START Data provided

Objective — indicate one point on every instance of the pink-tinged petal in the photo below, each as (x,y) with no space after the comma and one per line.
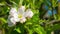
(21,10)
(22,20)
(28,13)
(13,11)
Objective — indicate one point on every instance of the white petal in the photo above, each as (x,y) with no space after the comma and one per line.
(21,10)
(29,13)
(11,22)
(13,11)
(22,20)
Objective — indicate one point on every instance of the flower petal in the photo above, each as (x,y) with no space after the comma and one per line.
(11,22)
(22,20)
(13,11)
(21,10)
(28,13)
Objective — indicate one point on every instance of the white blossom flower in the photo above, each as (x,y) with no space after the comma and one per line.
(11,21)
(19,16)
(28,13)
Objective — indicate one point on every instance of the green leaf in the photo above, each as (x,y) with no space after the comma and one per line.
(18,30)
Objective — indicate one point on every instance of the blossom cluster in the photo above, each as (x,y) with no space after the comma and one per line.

END Data provided
START Data provided

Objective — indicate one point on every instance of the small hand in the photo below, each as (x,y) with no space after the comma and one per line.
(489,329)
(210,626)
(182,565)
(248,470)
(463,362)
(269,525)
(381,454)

END Data provided

Task instructions: Find the line with "the white blossom" in the material above. Reproduce it and each line after it up to and including the line with "Objective — indicate one point on every instance of the blossom".

Task output:
Objective — indicate one point on every instance of the white blossom flower in the photo above, each as (x,y) with no space after the comma and one per line.
(11,21)
(19,16)
(28,13)
Objective — indicate one point on every instance of the green leaf in the photo above, each as (x,y) with no space after the comma and one per line.
(18,30)
Objective — indicate one point on every instance of the blossom cluster in the photo above, each as (x,y) with no space after the comma and one per line.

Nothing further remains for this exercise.